**WHAT YOU SHOULD DO:**
Copy out the stretch of rows from the start through the line that contains "[[0,256],[78,256],[52,223],[41,218],[0,246]]", requests included. Scale every coordinate in the answers by 0.8, rounding each result to a whole number with halves going up.

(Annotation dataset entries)
+---+

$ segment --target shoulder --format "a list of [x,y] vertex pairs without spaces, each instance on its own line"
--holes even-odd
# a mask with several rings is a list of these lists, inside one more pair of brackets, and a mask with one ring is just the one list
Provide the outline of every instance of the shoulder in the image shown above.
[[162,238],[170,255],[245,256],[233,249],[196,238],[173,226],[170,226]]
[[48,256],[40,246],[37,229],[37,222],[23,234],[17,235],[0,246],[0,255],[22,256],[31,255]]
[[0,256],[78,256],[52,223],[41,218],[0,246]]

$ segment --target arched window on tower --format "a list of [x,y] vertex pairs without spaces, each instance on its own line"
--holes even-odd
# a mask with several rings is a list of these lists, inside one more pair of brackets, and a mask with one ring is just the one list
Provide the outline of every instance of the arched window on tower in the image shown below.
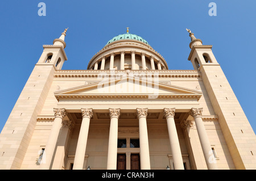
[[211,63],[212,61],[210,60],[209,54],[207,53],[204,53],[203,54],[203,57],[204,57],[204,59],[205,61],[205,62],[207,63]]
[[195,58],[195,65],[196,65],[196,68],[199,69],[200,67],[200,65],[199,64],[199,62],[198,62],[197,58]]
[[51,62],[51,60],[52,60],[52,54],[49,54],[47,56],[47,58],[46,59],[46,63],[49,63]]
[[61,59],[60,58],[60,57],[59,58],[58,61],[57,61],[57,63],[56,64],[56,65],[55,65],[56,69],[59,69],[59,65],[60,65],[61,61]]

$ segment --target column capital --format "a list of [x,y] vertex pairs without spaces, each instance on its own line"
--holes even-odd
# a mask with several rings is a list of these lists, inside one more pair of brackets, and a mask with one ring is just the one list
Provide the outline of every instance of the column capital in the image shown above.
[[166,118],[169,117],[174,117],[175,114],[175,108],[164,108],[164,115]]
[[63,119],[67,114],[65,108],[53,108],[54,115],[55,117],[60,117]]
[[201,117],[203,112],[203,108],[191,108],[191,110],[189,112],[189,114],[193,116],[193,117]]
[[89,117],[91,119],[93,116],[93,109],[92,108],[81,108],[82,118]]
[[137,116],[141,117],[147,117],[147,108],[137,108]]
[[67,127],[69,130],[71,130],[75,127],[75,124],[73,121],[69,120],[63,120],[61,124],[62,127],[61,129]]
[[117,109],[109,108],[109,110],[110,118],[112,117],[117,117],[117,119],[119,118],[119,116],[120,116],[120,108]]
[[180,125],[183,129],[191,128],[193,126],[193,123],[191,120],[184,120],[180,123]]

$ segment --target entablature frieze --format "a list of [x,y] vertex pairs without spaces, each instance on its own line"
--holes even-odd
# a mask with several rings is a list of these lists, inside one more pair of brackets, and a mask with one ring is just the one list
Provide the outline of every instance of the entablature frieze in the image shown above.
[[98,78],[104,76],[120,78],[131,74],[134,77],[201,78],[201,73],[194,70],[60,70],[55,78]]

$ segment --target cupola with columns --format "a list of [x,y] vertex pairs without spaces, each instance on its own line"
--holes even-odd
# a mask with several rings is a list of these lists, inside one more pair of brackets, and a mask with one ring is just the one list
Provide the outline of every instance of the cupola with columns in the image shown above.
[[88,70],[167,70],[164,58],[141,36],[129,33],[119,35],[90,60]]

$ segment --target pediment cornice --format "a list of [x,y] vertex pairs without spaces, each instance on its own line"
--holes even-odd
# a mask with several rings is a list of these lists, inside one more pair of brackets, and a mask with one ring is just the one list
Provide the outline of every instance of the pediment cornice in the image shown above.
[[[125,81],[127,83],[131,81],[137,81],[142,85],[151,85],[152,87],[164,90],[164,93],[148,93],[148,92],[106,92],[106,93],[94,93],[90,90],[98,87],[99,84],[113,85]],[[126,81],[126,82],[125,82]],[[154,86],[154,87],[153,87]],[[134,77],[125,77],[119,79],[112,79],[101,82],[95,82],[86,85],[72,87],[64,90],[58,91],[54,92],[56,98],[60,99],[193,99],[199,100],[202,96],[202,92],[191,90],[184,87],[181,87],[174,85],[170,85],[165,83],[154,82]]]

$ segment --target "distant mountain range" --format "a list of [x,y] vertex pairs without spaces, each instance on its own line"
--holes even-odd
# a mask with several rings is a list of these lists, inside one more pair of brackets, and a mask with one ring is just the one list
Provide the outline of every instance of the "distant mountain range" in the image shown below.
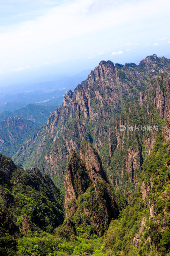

+---+

**WRITTEN ANSWER:**
$ segment --target shoulder --format "a list of [x,y] vertex pairs without spaces, each instance on its own line"
--holes even-odd
# a mask with several rings is a list of these lists, inside one more pair of brackets, and a mask with one ring is just the one list
Provide the outline of every instance of the shoulder in the image shown above.
[[130,190],[136,204],[196,205],[186,199],[157,190],[138,181],[136,181]]
[[38,205],[32,197],[30,183],[30,178],[18,187],[14,188],[0,197],[0,204],[18,205],[25,204]]
[[0,205],[62,205],[42,178],[33,174],[0,197]]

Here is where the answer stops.